MAMUJU – Kantor Hukum HJ Bintang & Partners selaku kuasa hukum dari masyarakat yang tergabung dalam Asosiasi Petani Sawit Pasangkayu (APSP), menyampaikan pengaduan resmi kepada Kapolda Sulbar terkait dugaan ketidaknetralan dan ketidakadilan dalam penanganan laporan dugaan tindak pidana perkebunan oleh PT. Letawa anak perusahaan dari PT. Astra Agro Lestari Tbk (AAL).
Dalam surat yang telah dikirimkan dan ditandatangani oleh Hasri, SH., MH., kuasa hukum APSP, diuraikan sejumlah kejanggalan dalam proses penyidikan yang dinilai tidak profesional, tidak transparan dan tidak akuntabel.
Pertama, APSP pada 7 Mei 2025 telah secara resmi melaporkan dugaan tindak pidana yang dilakukan oleh PT. Letawa ke Direktorat Reserse Kriminal Khusus (Ditreskrimsus) Polda Sulbar. Laporan tersebut teregister dengan nomor LI/50/V/RES.5/2025/Tipidter. Namun hingga surat ini dikirimkan, pihak pelapor baru menerima SP2HP pertama tertanggal 16 Mei 2025, itupun setelah diminta langsung kepada penyidik.

Instruksi Singkat 1: Ambil semua baris yang memuat kata "player".
Teks di atas dan baris-baris berikutnya berasal dari sumber yang berbeda.

Bahan yang Disediakan:
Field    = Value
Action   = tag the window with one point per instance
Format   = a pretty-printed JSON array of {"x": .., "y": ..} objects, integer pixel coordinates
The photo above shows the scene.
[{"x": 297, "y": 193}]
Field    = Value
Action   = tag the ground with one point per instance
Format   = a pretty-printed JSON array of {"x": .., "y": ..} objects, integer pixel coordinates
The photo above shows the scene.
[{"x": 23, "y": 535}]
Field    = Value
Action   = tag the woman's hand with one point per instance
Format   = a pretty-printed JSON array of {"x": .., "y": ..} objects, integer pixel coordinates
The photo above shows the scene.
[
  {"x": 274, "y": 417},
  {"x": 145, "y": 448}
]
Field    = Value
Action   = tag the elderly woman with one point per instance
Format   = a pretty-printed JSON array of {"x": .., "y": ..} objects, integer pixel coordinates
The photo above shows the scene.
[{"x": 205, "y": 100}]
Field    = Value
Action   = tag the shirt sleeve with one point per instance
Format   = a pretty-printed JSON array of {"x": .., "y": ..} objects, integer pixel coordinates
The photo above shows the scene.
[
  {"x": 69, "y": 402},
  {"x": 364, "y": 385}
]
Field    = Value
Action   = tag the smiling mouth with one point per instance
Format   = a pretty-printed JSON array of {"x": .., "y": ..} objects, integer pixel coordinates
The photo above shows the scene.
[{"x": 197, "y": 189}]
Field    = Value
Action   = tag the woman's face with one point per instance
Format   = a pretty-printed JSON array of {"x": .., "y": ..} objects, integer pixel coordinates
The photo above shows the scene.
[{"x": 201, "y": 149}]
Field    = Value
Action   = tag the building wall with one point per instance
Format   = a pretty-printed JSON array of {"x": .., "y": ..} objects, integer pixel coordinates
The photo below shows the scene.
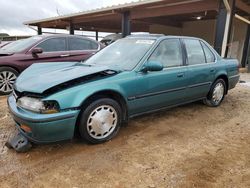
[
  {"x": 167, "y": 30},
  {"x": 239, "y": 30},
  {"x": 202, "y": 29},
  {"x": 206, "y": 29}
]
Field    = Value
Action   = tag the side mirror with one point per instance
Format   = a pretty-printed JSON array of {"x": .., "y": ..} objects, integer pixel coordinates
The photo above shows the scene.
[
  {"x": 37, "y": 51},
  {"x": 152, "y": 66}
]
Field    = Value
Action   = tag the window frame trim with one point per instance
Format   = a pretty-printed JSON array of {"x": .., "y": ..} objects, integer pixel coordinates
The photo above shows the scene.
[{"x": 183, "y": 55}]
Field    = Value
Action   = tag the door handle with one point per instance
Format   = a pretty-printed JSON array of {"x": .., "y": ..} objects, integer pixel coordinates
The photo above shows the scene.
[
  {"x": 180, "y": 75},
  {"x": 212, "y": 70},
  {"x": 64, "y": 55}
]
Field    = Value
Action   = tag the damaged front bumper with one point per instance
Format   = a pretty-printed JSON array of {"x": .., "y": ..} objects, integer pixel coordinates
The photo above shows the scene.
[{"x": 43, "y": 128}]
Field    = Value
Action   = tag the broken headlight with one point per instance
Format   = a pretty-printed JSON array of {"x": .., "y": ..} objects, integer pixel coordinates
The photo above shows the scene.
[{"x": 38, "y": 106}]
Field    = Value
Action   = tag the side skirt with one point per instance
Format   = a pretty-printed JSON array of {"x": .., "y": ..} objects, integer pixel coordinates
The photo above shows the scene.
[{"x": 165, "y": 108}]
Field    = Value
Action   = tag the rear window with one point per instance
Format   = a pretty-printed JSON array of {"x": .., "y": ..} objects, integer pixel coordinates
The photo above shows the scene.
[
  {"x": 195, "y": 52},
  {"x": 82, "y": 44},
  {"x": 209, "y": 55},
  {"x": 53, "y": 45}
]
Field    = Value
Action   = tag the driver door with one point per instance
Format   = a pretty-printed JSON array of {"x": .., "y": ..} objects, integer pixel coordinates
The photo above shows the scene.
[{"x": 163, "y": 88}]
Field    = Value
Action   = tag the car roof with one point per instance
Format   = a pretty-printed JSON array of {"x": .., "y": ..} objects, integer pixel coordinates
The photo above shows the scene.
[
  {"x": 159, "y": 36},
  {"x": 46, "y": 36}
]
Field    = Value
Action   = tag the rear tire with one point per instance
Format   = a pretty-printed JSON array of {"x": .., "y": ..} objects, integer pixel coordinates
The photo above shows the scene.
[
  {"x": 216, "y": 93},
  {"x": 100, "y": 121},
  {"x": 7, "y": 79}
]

...

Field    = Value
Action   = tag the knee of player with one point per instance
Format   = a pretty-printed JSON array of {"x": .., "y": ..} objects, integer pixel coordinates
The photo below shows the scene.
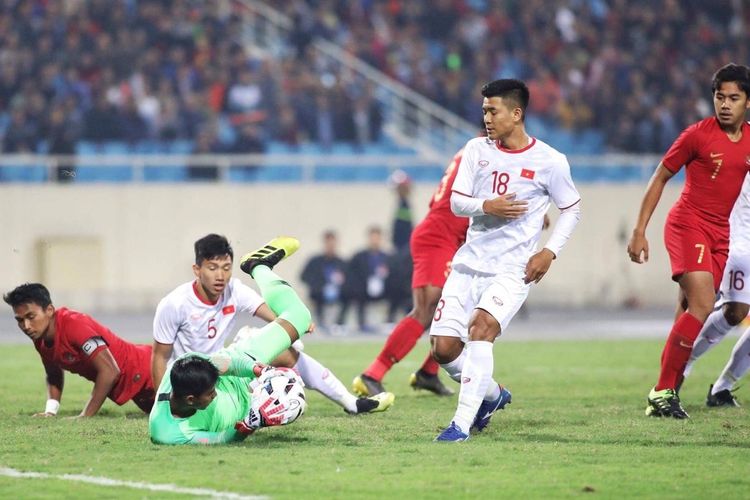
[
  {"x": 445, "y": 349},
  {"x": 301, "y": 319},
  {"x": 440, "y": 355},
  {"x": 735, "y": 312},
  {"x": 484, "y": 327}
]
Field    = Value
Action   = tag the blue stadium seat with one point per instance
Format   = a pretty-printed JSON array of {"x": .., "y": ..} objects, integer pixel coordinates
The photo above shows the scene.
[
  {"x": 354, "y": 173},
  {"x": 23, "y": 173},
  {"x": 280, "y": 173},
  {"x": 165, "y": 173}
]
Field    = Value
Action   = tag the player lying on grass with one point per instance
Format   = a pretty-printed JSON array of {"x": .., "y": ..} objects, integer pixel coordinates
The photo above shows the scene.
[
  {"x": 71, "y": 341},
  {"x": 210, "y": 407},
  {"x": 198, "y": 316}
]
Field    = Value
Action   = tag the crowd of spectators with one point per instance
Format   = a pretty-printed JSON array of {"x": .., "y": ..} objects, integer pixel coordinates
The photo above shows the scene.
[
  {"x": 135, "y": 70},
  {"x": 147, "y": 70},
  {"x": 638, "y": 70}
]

Instruksi Singkat 2: Tuliskan lanjutan teks tentang pengaduan APSP kepada Kapolda Sulbar, dimulai setelah kalimat terakhirnya.

Jawaban yang Diharapkan 1:
Action   = tag the knee of player with one point per instance
Action   = tag the player lying on grass with one point per instance

Jawaban yang Diharapkan 2:
Kedua, kuasa hukum APSP menilai bahwa proses penanganan laporan mereka cenderung lamban dan minim komunikasi. Hal ini sangat kontras dengan perlakuan terhadap laporan balik yang dilayangkan oleh pihak perusahaan terhadap tujuh warga, yang justru langsung ditindaklanjuti hanya dalam waktu kurang dari 24 jam.
Laporan perusahaan tersebut terdaftar dengan nomor LI/62/V/RES.5/2025/Tipidter tanggal 26 Mei 2025, dan langsung diikuti pemanggilan klarifikasi kepada warga pada keesokan harinya.
Ketiga, APSP juga menyoroti penggunaan pasal-pasal dalam UU Nomor 39 Tahun 2014 tentang Perkebunan yang dinilai keliru dan menyesatkan. Pihak perusahaan diduga menyalahgunakan Pasal 55 dan Pasal 107 untuk menyeret warga yang tengah memperjuangkan hak atas tanah mereka sendiri.
Padahal, Pasal 55 mengatur tentang larangan kegiatan usaha perkebunan tanpa izin dan lebih tepat ditujukan kepada korporasi, bukan petani. Sementara Pasal 107 merupakan sanksi pidana atas pelanggaran administratif, yang semestinya didahului oleh pemeriksaan dari instansi teknis seperti Dinas Perkebunan, yang faktanya tidak pernah dilakukan terhadap warga.
“Harusnya, Dirreskrimsus baca Putusan MK No. 138/PUU-XIII/2015 secarah utuh biar ngerti, tidak asal panggil masyatakat,” kata Hasri.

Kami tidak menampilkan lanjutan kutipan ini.